* **Selection**
%%
How do you simplify #\frac { \cos ^ { 2} \alpha - \sin ^ { 2} \alpha } { \sin ^ { 4} \alpha - \cos ^ { 4} \alpha }#?

2 Answers
Sep 24, 2017

This equals #-1#

Explanation:

It's all about factoring the difference of squares.

#=((cosalpha + sin alpha)(cosalpha - sin alpha))/((sin^2alpha - cos^2alpha)(sin^2alpha + cos^2alpha))#

Because #sin^2x + cos^2x = 1#, we get:

#=((cosalpha + sin alpha)(cosalpha- sin alpha))/(sin^2alpha - cos^2alpha)#

#=((cosalpha + sin alpha)(cosalpha - sin alpha))/((sin alpha + cosalpha)(sin alpha - cosalpha)#

#= -1#

Hopefully this helps!
%%
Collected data
%%
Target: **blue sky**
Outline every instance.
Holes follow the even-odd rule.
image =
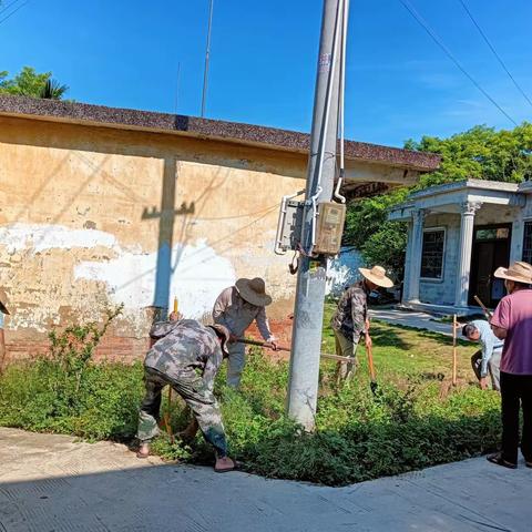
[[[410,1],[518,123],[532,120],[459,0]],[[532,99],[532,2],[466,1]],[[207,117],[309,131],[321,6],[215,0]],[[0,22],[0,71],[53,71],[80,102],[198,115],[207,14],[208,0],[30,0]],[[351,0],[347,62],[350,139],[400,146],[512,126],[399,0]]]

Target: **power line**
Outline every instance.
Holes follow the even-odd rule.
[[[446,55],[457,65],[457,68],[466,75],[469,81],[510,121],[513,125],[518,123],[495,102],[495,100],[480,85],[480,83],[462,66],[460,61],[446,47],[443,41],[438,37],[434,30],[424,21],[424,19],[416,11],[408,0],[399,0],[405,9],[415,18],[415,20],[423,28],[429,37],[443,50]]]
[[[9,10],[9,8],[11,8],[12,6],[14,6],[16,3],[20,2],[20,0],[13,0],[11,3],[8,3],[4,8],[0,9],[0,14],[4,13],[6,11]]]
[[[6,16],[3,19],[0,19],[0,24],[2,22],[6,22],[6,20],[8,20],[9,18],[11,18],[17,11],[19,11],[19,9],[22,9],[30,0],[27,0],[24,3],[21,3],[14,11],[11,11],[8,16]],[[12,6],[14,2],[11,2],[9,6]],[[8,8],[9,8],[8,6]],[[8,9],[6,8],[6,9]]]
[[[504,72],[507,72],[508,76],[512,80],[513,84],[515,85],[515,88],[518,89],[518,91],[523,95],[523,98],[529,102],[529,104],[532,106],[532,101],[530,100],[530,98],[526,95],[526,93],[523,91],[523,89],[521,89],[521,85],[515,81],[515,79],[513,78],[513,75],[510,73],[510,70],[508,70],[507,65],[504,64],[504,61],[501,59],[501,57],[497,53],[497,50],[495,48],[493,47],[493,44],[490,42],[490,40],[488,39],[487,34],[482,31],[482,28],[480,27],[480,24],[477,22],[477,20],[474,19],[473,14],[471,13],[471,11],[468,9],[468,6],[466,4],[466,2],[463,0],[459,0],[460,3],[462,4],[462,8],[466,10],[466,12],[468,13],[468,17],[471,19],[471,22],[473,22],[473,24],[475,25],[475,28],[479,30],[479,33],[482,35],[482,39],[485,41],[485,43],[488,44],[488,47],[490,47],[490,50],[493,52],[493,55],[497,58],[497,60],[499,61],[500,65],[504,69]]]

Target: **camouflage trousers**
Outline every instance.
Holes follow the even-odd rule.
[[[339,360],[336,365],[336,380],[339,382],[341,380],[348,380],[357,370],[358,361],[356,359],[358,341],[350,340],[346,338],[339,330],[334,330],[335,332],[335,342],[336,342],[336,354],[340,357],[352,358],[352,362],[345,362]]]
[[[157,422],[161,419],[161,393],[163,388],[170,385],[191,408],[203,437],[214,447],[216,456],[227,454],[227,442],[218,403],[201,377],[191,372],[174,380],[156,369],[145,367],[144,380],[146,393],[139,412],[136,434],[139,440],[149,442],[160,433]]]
%%
%%
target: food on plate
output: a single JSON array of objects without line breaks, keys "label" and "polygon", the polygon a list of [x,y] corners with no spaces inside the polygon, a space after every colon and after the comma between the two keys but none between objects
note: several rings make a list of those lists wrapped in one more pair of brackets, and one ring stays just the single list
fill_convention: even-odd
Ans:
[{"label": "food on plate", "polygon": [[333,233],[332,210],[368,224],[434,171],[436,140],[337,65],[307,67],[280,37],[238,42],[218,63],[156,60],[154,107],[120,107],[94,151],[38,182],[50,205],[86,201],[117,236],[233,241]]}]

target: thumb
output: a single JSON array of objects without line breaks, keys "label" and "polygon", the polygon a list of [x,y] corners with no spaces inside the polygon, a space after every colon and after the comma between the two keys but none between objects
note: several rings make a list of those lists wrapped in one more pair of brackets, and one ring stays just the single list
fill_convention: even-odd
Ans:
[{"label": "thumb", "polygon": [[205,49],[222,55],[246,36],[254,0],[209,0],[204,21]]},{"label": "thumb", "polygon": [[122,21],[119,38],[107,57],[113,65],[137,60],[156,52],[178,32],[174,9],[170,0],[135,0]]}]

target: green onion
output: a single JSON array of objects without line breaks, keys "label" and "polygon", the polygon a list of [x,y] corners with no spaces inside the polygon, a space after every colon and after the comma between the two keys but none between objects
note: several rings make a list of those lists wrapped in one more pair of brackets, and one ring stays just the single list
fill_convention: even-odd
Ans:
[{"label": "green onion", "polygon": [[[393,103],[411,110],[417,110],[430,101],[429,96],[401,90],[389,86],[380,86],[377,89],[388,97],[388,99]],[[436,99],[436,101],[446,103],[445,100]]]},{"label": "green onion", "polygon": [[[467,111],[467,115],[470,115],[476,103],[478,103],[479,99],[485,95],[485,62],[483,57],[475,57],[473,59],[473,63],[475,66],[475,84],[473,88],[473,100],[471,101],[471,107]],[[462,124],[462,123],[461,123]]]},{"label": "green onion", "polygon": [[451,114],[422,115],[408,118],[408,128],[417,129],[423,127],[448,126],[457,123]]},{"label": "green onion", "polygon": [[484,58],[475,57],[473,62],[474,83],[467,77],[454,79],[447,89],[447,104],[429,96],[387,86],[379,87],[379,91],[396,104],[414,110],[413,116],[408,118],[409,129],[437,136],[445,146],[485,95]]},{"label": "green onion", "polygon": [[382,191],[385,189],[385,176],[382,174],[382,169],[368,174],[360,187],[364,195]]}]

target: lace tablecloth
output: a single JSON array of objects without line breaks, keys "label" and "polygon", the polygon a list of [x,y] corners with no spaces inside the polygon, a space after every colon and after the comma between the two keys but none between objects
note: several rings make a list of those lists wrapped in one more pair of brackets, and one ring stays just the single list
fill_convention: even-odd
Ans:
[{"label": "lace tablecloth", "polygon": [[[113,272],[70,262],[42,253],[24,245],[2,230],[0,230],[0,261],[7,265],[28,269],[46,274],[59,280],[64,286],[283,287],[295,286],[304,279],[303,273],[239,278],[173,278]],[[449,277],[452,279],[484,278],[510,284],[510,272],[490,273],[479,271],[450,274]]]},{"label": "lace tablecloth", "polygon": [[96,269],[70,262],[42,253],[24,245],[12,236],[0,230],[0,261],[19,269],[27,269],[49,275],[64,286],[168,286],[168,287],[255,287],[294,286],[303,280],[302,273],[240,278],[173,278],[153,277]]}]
%%
* **Work to do**
a - Extract from the trigonometric simplification thread the stretch from "#=((cosalpha + sin alpha)(cosalpha - sin alpha))/((sin^2alpha" through "Hopefully this helps!".
b - According to the trigonometric simplification thread, what is the whole simplification about?

* **Task results**
a -
#=((cosalpha + sin alpha)(cosalpha - sin alpha))/((sin^2alpha - cos^2alpha)(sin^2alpha + cos^2alpha))#

Because #sin^2x + cos^2x = 1#, we get:

#=((cosalpha + sin alpha)(cosalpha- sin alpha))/(sin^2alpha - cos^2alpha)#

#=((cosalpha + sin alpha)(cosalpha - sin alpha))/((sin alpha + cosalpha)(sin alpha - cosalpha)#

#= -1#

Hopefully this helps!

b - Factoring the difference of squares.